Task brief: Could you reproduce the lines below from the one with "the doorway, written" through the one with "the brick terraced"? Keep both ends and add nothing.

=== Available records ===

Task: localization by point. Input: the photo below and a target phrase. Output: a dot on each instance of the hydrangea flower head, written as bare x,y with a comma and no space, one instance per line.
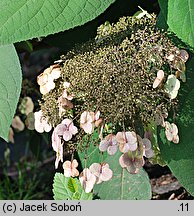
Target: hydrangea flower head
172,86
110,144
87,180
127,141
101,171
70,168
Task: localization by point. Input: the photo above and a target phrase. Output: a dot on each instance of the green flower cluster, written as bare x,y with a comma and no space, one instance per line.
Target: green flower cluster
114,73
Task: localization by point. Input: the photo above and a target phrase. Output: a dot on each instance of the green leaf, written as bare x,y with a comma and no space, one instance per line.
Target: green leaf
66,188
72,185
180,18
123,185
23,20
10,87
180,157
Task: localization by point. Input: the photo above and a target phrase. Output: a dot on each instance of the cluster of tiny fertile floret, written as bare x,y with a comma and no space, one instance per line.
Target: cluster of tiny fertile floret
115,73
127,78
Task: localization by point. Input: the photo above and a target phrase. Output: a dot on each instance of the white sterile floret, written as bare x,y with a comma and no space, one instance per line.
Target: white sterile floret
41,123
172,86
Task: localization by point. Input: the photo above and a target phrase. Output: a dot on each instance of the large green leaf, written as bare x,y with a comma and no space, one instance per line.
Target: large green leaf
21,20
65,188
180,18
180,157
123,185
10,86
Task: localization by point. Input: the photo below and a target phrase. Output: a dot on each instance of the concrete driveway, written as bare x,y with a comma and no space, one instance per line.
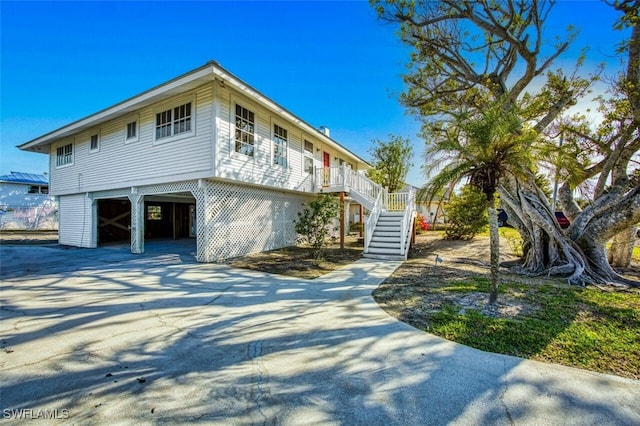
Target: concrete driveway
102,336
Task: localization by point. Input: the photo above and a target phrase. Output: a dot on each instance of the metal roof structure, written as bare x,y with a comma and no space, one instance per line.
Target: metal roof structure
26,178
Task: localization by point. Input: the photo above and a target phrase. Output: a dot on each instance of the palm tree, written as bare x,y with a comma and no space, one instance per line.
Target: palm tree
482,149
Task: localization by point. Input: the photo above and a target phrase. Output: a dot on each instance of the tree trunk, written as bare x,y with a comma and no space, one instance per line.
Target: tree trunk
494,244
579,253
619,255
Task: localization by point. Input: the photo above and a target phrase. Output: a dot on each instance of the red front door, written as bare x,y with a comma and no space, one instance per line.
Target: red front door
326,163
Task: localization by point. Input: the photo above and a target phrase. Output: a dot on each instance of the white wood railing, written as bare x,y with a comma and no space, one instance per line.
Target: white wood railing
375,198
409,200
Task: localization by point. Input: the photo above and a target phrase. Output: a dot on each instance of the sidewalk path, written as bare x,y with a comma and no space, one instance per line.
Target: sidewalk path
151,339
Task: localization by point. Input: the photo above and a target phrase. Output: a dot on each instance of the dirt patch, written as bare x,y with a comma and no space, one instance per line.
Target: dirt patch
298,262
435,277
28,237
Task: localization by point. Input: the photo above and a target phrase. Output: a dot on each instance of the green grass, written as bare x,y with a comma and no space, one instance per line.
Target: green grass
585,328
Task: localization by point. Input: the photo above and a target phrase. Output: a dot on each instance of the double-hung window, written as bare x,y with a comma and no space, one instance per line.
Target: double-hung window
245,131
308,156
94,143
173,121
280,142
132,131
64,155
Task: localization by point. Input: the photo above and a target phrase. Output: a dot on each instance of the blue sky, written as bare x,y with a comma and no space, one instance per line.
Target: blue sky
331,63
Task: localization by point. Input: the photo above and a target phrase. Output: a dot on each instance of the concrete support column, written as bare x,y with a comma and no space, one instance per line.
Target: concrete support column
204,216
137,223
93,242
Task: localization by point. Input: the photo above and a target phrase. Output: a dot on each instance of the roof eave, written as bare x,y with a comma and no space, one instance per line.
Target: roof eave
208,72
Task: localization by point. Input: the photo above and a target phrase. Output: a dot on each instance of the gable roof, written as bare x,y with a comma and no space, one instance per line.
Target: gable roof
26,178
211,71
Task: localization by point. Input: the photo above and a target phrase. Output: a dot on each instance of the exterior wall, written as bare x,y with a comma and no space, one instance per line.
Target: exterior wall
259,169
232,219
119,163
77,225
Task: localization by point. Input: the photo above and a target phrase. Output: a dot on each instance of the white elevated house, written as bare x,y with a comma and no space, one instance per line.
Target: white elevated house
206,156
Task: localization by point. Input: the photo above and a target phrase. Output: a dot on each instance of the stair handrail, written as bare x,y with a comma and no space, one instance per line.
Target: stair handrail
409,208
372,220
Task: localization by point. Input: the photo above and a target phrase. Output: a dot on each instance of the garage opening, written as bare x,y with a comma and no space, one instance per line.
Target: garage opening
114,221
169,220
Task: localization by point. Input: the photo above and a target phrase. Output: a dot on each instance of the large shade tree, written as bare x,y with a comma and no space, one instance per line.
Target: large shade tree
467,55
481,148
390,162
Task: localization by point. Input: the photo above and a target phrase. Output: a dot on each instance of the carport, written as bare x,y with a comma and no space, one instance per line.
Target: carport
166,217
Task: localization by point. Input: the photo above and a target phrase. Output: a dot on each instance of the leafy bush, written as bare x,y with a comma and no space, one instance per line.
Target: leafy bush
467,214
313,222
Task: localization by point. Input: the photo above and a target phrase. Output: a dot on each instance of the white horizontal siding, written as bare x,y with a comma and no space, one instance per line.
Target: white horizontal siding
118,164
75,225
259,169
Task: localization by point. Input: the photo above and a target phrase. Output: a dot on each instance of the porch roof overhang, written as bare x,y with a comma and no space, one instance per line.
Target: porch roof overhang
211,71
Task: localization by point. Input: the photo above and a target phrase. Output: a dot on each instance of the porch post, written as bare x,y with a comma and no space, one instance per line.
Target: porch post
341,220
137,223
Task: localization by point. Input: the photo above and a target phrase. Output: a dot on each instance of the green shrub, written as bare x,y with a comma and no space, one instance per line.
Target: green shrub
314,221
467,214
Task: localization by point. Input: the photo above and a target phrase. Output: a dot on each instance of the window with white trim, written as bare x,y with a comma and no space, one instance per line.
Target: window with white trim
245,131
173,121
132,131
94,143
64,155
280,142
308,156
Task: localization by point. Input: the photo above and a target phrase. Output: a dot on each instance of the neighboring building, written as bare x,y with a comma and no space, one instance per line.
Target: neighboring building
202,156
25,203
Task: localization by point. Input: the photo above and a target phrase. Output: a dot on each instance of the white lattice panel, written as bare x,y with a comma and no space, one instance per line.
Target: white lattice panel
243,219
231,219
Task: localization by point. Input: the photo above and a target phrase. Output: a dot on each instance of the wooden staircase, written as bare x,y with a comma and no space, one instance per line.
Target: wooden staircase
389,226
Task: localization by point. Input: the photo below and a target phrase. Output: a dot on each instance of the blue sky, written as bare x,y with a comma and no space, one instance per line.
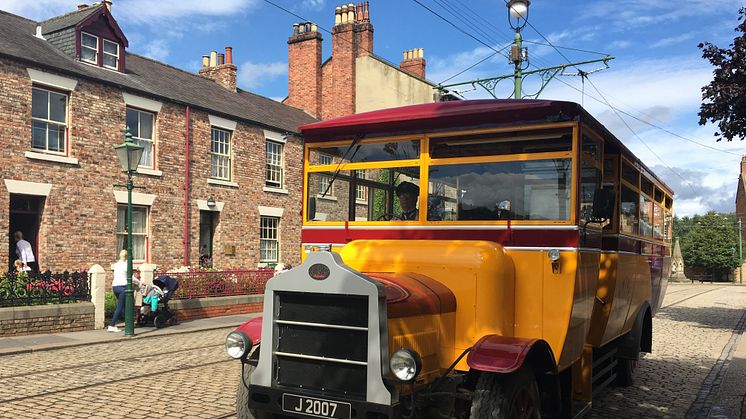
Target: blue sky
656,76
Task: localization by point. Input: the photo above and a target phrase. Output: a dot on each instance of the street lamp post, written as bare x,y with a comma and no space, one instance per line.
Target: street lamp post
129,155
518,10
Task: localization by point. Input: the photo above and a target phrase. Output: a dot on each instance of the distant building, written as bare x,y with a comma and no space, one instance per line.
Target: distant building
222,168
354,79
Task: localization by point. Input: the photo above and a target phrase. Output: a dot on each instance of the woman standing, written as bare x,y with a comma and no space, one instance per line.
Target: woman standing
118,285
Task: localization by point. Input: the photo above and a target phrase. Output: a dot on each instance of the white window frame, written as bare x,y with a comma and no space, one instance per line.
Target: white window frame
269,234
135,235
140,140
325,181
220,157
83,46
116,56
274,164
48,122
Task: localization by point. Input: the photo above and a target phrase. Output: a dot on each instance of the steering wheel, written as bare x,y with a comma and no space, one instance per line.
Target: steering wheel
389,216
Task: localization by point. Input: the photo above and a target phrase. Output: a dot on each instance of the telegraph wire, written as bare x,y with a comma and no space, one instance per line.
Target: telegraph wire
640,139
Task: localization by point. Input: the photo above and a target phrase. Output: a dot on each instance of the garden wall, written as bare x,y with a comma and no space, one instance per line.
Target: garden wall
49,318
200,308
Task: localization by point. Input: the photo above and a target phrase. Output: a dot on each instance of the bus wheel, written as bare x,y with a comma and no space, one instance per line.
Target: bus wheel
242,394
514,395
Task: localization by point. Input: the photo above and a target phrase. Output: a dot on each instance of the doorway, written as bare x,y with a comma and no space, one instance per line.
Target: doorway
25,216
207,222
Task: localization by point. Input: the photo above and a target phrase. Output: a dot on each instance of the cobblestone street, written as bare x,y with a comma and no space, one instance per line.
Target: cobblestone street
188,375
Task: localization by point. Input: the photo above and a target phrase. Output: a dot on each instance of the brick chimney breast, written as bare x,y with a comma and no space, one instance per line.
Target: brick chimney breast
304,68
222,73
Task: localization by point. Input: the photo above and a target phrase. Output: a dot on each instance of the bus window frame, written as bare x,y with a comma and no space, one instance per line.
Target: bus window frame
424,162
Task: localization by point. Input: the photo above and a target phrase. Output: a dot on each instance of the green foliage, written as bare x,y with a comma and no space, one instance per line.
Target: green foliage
709,241
110,304
723,100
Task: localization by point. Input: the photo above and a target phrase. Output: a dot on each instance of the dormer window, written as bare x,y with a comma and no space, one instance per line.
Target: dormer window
111,55
89,48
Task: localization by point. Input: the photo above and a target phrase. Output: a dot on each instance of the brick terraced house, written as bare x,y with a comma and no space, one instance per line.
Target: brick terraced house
222,167
353,79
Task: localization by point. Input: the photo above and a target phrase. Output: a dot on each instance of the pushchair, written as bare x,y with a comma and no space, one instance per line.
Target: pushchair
155,311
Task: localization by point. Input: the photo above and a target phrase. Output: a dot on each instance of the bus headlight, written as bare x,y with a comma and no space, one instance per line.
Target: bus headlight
237,344
405,364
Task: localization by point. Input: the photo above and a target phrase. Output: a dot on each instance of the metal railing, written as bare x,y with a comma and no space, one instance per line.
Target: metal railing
198,284
26,289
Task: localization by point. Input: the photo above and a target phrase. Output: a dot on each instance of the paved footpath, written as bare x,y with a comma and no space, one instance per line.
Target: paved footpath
697,368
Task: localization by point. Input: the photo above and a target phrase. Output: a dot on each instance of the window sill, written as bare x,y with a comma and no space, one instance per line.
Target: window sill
275,190
149,172
51,157
327,198
222,183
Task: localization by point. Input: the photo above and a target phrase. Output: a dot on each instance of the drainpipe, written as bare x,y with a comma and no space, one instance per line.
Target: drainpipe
186,189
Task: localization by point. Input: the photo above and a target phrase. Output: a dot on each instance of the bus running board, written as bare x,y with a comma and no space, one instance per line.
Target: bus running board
604,369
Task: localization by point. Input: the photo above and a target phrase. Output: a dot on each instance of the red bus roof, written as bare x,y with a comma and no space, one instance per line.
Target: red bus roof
455,115
439,115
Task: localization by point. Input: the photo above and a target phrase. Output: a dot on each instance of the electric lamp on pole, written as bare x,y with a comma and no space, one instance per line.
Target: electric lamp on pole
129,155
518,17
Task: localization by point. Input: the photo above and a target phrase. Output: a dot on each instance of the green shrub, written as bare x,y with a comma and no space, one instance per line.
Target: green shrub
110,304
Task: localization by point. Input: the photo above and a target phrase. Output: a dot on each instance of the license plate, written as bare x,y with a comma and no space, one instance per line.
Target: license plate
318,408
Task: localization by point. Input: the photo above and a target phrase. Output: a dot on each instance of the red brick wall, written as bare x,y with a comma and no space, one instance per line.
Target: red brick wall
206,312
78,225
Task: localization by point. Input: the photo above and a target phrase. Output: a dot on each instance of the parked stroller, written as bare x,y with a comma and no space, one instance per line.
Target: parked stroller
155,311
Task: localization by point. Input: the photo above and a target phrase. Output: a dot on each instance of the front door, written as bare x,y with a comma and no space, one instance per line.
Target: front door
25,216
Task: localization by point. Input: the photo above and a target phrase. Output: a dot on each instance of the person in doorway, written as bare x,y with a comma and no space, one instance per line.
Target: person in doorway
407,192
118,286
25,253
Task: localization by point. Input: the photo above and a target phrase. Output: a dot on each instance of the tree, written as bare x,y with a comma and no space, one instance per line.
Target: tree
724,99
712,244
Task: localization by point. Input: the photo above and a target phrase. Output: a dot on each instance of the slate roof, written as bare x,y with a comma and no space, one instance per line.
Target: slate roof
146,77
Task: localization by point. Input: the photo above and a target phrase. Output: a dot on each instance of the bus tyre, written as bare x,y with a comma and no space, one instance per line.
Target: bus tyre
242,396
499,396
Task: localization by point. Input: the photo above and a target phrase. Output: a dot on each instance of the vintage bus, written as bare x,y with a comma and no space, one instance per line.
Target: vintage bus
466,259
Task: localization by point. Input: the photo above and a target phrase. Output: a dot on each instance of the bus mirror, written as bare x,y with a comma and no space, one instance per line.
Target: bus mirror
603,204
312,208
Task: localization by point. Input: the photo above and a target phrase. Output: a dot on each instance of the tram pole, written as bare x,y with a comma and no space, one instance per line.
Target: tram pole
740,252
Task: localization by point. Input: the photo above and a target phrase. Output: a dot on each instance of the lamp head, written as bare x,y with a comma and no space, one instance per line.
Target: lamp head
129,153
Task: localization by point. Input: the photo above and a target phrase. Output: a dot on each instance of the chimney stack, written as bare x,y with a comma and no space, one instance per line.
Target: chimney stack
414,62
304,66
219,69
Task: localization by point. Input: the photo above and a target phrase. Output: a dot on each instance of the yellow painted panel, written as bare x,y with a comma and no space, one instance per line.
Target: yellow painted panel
479,273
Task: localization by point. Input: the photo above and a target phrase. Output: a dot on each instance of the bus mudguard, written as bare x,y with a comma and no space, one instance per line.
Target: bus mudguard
253,328
503,354
639,339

===

Solution to this problem:
Task: localization by point. Input: the photo above and a target phrase. Output: a dot on each instance of the doorway, written as bare x,y with a comma and no space, one instance per line.
Target: doorway
25,216
207,222
Task: localization by point. Input: the photo above and a target phrase. Output: a dot on each instance of the cobblestone street, written as bare x,y with a comma and no space, one instance per line.
Target: cobblestone street
188,375
Task: localization by point. Input: the photo above and a target phrase. Output: a dot on each instance of the brick chimney breast, written as bare x,y with a comma and no space, one instance per line.
Target: brick chimney breast
304,68
222,73
Task: localization by point. Input: the photo above and a target phrase. Output: a dot on each instance of the bus window frame, written as bare x,y with a comma and no space, one instance per line.
Target: bus window frame
424,162
Task: localization by point. Input: the photo above and a target phrase. Output: a dot on each instance of the green foliage, written as bare x,y with a comma and no space, one instance per line.
Target: green foliage
709,241
110,304
723,100
Task: localization by point. Input: the photo above and a target phrase. Output: a dot on each instance of the dormer window, written as bare x,y with a comma and no space, one instance per line.
Target: dormer window
111,55
89,48
Task: localization by point. Input: the photo above and a target phrase. Output: a dot on each instance of the brick terraced house, written as bare x,y with a comma and no space, one instance per line.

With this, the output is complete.